Problem description: Search the records for "branch" and copy each line that holds it.
+ + +
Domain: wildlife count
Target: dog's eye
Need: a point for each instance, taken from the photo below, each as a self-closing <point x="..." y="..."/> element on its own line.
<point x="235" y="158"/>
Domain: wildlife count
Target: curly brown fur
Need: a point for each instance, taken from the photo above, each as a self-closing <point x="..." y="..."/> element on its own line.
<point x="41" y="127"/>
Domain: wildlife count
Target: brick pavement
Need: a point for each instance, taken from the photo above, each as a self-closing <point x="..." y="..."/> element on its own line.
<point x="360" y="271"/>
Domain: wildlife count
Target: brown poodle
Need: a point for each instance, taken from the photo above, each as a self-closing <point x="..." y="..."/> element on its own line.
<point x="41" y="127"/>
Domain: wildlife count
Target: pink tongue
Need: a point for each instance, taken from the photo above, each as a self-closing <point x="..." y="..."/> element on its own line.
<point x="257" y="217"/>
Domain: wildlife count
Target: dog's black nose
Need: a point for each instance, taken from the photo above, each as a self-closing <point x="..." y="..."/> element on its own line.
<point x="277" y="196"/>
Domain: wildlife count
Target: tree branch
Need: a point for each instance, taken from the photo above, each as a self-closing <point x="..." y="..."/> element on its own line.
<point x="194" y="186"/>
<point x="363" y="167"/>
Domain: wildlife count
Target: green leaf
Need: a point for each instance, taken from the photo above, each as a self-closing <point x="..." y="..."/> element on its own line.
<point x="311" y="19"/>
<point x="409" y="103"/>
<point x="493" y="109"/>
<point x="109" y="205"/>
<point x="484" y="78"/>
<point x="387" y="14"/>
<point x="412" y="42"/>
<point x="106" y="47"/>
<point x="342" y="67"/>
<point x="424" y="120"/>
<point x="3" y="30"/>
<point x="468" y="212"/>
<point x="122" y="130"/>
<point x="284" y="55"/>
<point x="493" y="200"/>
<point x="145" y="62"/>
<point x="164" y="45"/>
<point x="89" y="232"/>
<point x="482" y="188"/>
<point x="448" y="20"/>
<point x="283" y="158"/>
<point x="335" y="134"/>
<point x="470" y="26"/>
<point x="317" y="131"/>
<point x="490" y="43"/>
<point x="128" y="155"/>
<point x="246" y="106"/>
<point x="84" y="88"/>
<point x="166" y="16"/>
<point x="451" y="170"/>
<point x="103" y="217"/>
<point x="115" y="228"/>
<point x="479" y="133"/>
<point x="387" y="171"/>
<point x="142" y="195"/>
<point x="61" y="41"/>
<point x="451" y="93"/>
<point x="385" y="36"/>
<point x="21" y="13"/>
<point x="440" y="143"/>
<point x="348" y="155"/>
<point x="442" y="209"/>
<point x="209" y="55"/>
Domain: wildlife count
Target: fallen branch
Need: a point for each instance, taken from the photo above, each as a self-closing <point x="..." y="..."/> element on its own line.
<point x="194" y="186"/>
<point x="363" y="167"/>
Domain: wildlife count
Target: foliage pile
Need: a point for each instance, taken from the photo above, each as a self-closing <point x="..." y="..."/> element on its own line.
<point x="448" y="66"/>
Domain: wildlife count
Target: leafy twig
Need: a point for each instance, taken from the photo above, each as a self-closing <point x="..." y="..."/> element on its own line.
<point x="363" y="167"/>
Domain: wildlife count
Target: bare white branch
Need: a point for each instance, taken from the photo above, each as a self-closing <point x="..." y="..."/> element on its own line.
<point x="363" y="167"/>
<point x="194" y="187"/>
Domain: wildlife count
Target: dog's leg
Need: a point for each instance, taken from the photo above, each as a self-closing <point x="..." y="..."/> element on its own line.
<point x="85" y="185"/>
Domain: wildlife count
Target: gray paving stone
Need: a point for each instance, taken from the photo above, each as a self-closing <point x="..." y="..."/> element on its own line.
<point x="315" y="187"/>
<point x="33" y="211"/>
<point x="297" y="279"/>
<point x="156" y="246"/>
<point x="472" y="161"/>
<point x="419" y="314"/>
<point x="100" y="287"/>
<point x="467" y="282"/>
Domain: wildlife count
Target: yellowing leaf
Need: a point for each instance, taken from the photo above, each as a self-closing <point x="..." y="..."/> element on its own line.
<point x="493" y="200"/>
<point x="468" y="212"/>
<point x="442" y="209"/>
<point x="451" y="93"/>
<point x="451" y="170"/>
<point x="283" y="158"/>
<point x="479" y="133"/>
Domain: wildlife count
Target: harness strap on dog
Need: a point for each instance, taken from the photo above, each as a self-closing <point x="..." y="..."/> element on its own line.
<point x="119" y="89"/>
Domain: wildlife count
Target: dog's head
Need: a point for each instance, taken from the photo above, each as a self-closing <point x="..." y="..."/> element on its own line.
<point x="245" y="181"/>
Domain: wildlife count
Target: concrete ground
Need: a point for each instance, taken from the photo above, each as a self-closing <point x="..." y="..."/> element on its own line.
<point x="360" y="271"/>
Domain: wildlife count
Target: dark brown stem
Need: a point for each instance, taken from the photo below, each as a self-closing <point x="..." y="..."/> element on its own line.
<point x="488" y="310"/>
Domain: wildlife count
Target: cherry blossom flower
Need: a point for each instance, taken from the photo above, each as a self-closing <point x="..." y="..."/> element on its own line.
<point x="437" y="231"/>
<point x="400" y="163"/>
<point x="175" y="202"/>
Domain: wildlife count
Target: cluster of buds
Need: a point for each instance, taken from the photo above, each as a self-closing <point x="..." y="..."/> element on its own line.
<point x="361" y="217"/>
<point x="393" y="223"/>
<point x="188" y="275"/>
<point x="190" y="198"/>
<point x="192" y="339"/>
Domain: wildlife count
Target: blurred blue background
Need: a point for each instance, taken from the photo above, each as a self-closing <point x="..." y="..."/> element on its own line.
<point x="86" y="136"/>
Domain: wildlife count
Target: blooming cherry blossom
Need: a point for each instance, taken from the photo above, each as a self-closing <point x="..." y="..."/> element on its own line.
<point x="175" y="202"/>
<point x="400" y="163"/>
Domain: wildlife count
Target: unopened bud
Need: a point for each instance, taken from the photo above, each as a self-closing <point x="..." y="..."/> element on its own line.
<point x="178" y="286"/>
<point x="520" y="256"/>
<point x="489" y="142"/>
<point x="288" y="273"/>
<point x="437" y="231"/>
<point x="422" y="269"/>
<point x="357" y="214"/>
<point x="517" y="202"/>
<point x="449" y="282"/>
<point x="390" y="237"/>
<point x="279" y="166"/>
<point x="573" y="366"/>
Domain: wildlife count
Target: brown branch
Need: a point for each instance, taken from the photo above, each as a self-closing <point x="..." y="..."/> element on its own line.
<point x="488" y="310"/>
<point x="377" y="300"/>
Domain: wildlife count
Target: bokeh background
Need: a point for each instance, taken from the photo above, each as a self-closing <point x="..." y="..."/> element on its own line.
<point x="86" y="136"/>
+ + +
Your solution:
Target: tree branch
Target: fallen branch
Target: bare white branch
Target: brown branch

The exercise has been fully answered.